• [WORK ITEM]:
Return the lines below exactly, starting with the line that contains "Expected: for each instance of the dark silhouette" and stopping after the last line.

• [DATA UNDER STUDY]:
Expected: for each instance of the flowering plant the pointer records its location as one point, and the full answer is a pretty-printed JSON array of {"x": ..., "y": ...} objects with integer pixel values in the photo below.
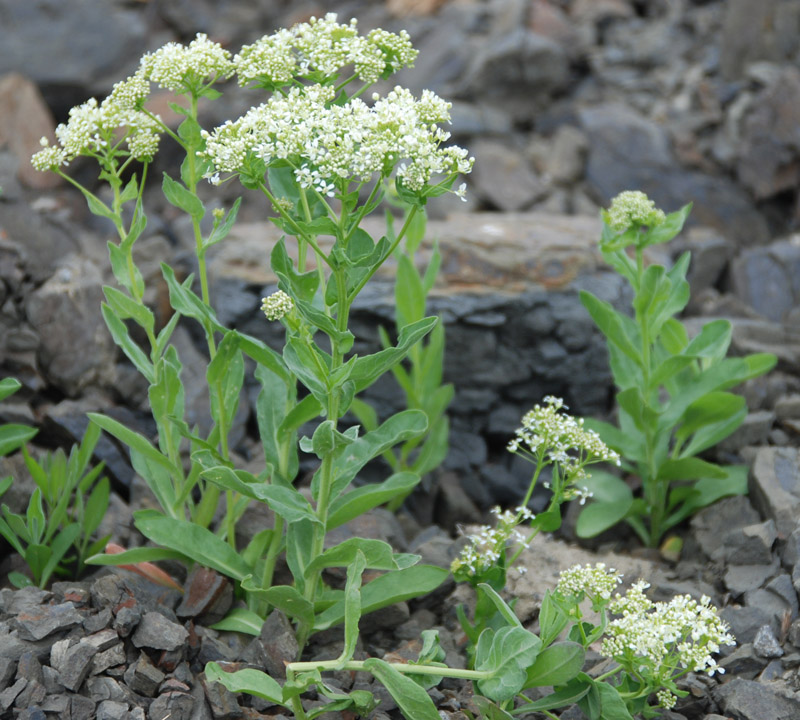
[
  {"x": 321, "y": 157},
  {"x": 673, "y": 400}
]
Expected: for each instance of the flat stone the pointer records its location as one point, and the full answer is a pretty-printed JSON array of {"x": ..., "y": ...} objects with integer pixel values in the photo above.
[
  {"x": 74, "y": 665},
  {"x": 765, "y": 644},
  {"x": 155, "y": 631},
  {"x": 172, "y": 705},
  {"x": 775, "y": 486},
  {"x": 753, "y": 701},
  {"x": 48, "y": 620},
  {"x": 143, "y": 677},
  {"x": 112, "y": 710},
  {"x": 743, "y": 663}
]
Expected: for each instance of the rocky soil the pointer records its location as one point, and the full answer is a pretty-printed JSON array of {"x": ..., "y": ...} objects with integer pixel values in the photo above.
[{"x": 564, "y": 103}]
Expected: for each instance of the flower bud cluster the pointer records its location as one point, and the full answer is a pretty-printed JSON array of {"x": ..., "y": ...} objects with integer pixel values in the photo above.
[
  {"x": 323, "y": 46},
  {"x": 96, "y": 128},
  {"x": 180, "y": 68},
  {"x": 657, "y": 638},
  {"x": 632, "y": 208},
  {"x": 327, "y": 142},
  {"x": 487, "y": 546},
  {"x": 277, "y": 305},
  {"x": 595, "y": 582}
]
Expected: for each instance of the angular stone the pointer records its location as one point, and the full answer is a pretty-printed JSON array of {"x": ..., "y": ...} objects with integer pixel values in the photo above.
[
  {"x": 765, "y": 644},
  {"x": 206, "y": 594},
  {"x": 48, "y": 620},
  {"x": 775, "y": 486},
  {"x": 749, "y": 699},
  {"x": 279, "y": 642},
  {"x": 143, "y": 677},
  {"x": 74, "y": 665},
  {"x": 172, "y": 705},
  {"x": 112, "y": 710},
  {"x": 743, "y": 663},
  {"x": 502, "y": 176},
  {"x": 155, "y": 631}
]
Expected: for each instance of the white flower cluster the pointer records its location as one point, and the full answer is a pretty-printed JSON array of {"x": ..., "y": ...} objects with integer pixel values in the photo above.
[
  {"x": 660, "y": 637},
  {"x": 93, "y": 128},
  {"x": 324, "y": 46},
  {"x": 178, "y": 67},
  {"x": 633, "y": 208},
  {"x": 275, "y": 306},
  {"x": 487, "y": 545},
  {"x": 546, "y": 430},
  {"x": 594, "y": 582},
  {"x": 327, "y": 142}
]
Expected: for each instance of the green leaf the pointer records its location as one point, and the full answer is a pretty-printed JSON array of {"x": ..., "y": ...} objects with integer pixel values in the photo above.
[
  {"x": 119, "y": 332},
  {"x": 369, "y": 368},
  {"x": 13, "y": 435},
  {"x": 613, "y": 706},
  {"x": 507, "y": 654},
  {"x": 201, "y": 545},
  {"x": 387, "y": 589},
  {"x": 568, "y": 695},
  {"x": 252, "y": 682},
  {"x": 378, "y": 555},
  {"x": 413, "y": 701},
  {"x": 240, "y": 620},
  {"x": 671, "y": 226},
  {"x": 616, "y": 327},
  {"x": 220, "y": 232},
  {"x": 286, "y": 598},
  {"x": 136, "y": 555},
  {"x": 8, "y": 386},
  {"x": 356, "y": 502},
  {"x": 182, "y": 198},
  {"x": 556, "y": 665},
  {"x": 398, "y": 428},
  {"x": 612, "y": 500}
]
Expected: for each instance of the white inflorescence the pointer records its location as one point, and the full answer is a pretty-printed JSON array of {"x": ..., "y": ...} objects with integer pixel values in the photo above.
[
  {"x": 324, "y": 46},
  {"x": 93, "y": 128},
  {"x": 560, "y": 437},
  {"x": 487, "y": 545},
  {"x": 327, "y": 142},
  {"x": 663, "y": 636},
  {"x": 178, "y": 67},
  {"x": 633, "y": 208},
  {"x": 275, "y": 306},
  {"x": 595, "y": 582}
]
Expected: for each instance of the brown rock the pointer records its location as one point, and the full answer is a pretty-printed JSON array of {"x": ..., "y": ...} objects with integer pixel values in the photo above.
[{"x": 24, "y": 120}]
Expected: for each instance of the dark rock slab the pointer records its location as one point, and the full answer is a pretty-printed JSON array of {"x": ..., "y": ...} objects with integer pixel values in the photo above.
[
  {"x": 48, "y": 620},
  {"x": 750, "y": 700},
  {"x": 775, "y": 486},
  {"x": 157, "y": 632}
]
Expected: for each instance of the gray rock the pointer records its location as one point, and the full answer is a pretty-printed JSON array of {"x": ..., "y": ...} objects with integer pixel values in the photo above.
[
  {"x": 743, "y": 663},
  {"x": 156, "y": 632},
  {"x": 766, "y": 645},
  {"x": 65, "y": 312},
  {"x": 143, "y": 677},
  {"x": 112, "y": 710},
  {"x": 775, "y": 486},
  {"x": 502, "y": 176},
  {"x": 768, "y": 278},
  {"x": 751, "y": 700},
  {"x": 73, "y": 663},
  {"x": 172, "y": 705},
  {"x": 280, "y": 645},
  {"x": 518, "y": 64}
]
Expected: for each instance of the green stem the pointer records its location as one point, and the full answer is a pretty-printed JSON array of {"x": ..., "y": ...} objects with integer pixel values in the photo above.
[{"x": 388, "y": 254}]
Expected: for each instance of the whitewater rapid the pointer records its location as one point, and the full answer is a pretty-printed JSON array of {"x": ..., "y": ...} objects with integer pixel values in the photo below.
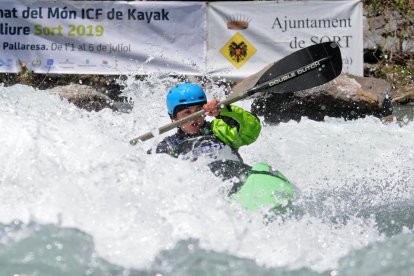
[{"x": 68, "y": 167}]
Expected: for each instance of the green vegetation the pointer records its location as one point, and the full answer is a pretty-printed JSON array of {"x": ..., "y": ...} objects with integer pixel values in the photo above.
[{"x": 395, "y": 63}]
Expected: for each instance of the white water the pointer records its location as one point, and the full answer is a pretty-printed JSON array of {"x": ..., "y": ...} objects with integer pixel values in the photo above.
[{"x": 63, "y": 165}]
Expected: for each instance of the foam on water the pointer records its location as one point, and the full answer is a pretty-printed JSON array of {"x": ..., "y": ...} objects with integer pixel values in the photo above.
[{"x": 73, "y": 168}]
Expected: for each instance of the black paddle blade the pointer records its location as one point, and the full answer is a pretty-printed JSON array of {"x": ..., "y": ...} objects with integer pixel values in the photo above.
[{"x": 327, "y": 65}]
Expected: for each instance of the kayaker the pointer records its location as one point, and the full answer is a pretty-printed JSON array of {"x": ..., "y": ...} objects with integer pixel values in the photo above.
[
  {"x": 219, "y": 139},
  {"x": 218, "y": 142}
]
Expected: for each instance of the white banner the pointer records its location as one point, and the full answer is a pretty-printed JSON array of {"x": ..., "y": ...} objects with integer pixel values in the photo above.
[
  {"x": 102, "y": 37},
  {"x": 244, "y": 37}
]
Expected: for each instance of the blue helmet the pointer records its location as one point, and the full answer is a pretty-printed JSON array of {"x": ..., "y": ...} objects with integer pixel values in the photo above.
[{"x": 185, "y": 94}]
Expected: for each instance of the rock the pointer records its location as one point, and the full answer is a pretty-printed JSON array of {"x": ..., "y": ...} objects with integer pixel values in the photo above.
[
  {"x": 83, "y": 96},
  {"x": 347, "y": 96},
  {"x": 404, "y": 95}
]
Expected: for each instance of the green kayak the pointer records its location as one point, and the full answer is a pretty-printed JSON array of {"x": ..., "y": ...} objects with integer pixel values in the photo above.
[{"x": 262, "y": 188}]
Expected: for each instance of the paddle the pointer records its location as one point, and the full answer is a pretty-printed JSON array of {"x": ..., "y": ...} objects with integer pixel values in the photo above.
[{"x": 303, "y": 69}]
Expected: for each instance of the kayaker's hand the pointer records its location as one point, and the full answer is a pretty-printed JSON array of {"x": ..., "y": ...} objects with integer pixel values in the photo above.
[{"x": 212, "y": 108}]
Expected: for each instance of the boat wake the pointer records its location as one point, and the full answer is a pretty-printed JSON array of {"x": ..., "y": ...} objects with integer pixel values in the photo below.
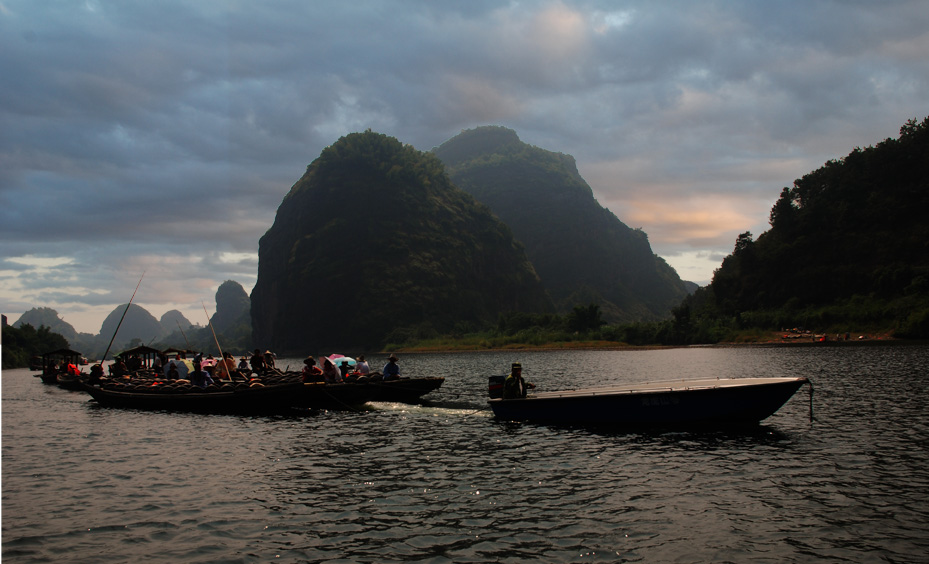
[{"x": 443, "y": 409}]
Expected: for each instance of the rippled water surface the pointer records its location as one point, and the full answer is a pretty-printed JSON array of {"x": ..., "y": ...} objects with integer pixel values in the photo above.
[{"x": 445, "y": 482}]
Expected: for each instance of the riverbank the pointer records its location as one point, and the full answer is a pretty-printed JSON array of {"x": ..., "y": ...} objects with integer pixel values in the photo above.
[{"x": 747, "y": 338}]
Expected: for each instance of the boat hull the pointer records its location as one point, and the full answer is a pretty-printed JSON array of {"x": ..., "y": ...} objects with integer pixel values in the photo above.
[
  {"x": 262, "y": 399},
  {"x": 731, "y": 401}
]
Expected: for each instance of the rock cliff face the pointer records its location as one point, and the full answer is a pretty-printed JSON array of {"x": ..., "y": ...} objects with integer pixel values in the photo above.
[
  {"x": 581, "y": 251},
  {"x": 374, "y": 240},
  {"x": 173, "y": 320},
  {"x": 232, "y": 306}
]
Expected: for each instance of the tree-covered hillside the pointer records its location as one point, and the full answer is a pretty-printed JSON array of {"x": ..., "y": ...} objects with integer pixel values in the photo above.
[
  {"x": 583, "y": 253},
  {"x": 373, "y": 243},
  {"x": 848, "y": 247}
]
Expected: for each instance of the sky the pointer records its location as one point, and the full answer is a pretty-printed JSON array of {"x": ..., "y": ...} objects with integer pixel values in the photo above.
[{"x": 156, "y": 140}]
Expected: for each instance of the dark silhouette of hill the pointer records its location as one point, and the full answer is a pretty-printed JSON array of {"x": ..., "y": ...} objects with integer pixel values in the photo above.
[
  {"x": 374, "y": 244},
  {"x": 173, "y": 320},
  {"x": 582, "y": 251},
  {"x": 848, "y": 248}
]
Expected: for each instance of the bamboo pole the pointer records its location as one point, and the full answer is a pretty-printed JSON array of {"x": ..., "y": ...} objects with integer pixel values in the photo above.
[{"x": 103, "y": 359}]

• [SOLUTION]:
Expected: for each instance of the dark silhouette of hill the pointer records its location as one point, and the full answer is a pretty-printed JSON array of {"x": ..., "y": ...} objects with integer pixel values in the photo above.
[
  {"x": 374, "y": 244},
  {"x": 173, "y": 320},
  {"x": 582, "y": 251},
  {"x": 848, "y": 248}
]
Expected: for each instance of the bamboo pole the pointer records its location as one point, and the full answer is a pretty-printed JSON array of {"x": ..., "y": ...} objects with integer pixel values in the photo above.
[{"x": 103, "y": 359}]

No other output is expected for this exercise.